As a simple description, encapsulated materials have a shell or capsule surrounding a frictional material, such as a polymeric material. Encapsulated materials and methods for making them are well known. For example, U.S. Pat. Nos. 2,730,456, 2,800,457, and 2,800,458 describe methods of capsule formation. Other useful methods for microcapsule manufacture are described in U.S. Pat. Nos. 4,001,140, 4,081,376 and 4,089,802, which describe a reaction between urea and formaldehyde; U.S. Pat. No. 4,100,103 describes a reaction between melamine and formaldehyde; British Patent No. 2,062,570 describes a process for producing microcapsules having walls produced by polymerization of melamine and formaldehyde in the presence of a styrenesulfonic acid. Microcapsules are also taught in U.S. Pat. Nos. 2,730,457 and 4,197,346. Microcapsules from urea-formaldehyde resin and/or melamine formaldehyde resin are disclosed in U.S. Pat. Nos. 4,001,140, 4,081,376, 4,089,802, 4,100,103, 4,105,823, and 4,444,699, and alkyl acrylate-acrylic acid copolymer capsules are taught in U.S. Pat. No. 4,552,811. U.S. Pat. No. 4,622,267 discloses an interfacial polymerization technique, and a similar technique is disclosed in U.S. Pat. No. 4,547,429. Numerous other methods of encapsulation are described in U.S. Pat. No. 4,552,811, U.S. Pat. Nos. 4,001,140, 4,087,376, and 4,089,802, U.S. Pat. No. 4,100,103, U.S. Pat. No. 4,221,710, and in U.S. Pat. Nos. 4,251,386 and 4,356,109. Encapsulation using gelatin is also well known; see for example, U.S. Pat. Nos. 2,800,457 and 2,800,458 and U.S. Pat. No. 2,730,456. Each patent named is incorporated herein by reference to the extent each provides guidance regarding encapsulation processes and materials.
Other classes of suitable materials for non-slip coating pre-composition include those generally described as low-tack adhesives or pressure-sensitive adhesives, which could be encapsulated.
The encapsulated material may be water based or solvent based. Examples of suitable levels of solids may be, for example, about 25%, about 35%, about 45% or about 50%. In some embodiments, the encapsulated material may be a 100% solids material (e.g., a hot melt material).
One example of a suitable encapsulated material is acrylic polymer. For example, an encapsulated activated acrylic polymer is commercially available from Press Color, Inc. of Appleton, Wis. under the designation “Stop Slip”, which is generally described as a thermo expandable waterborne ink at 45% solids.
The non-slip coating pre-composition and/or non-slip coating 20 may include filler materials or other additives in addition to the encapsulated material. For example, silica, talc, calcium carbonate or other particulate material could be present in non-slip coating pre-composition, for example to increase the static coefficient of friction of non-slip coating 20. In preferred embodiments, non-slip coating pre-composition and non-slip coating 20 are generally free of abrasive particles, such as aluminum oxide, silicon carbide and garnet. Abrasive particles or other hard particles could be knocked loose from the coating and eventually scratch the surface being protected.
- - - -
▶ PROBLEM REQUIREMENTS:
Can you extract the part of the encapsulation passage starting at "The encapsulated material may be water" and ending at "hot melt material)."? Work only from the encapsulation passage above.

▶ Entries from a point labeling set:
- - - -
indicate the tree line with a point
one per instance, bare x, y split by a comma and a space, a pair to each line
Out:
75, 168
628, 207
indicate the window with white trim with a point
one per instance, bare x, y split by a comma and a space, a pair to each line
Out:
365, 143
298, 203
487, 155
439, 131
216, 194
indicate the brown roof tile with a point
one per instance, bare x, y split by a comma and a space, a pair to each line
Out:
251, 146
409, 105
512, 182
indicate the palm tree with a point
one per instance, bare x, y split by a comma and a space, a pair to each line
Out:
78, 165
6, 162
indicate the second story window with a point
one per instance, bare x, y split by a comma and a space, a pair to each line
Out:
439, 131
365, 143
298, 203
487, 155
- - - -
▶ THE OUTPUT:
The encapsulated material may be water based or solvent based. Examples of suitable levels of solids may be, for example, about 25%, about 35%, about 45% or about 50%. In some embodiments, the encapsulated material may be a 100% solids material (e.g., a hot melt material).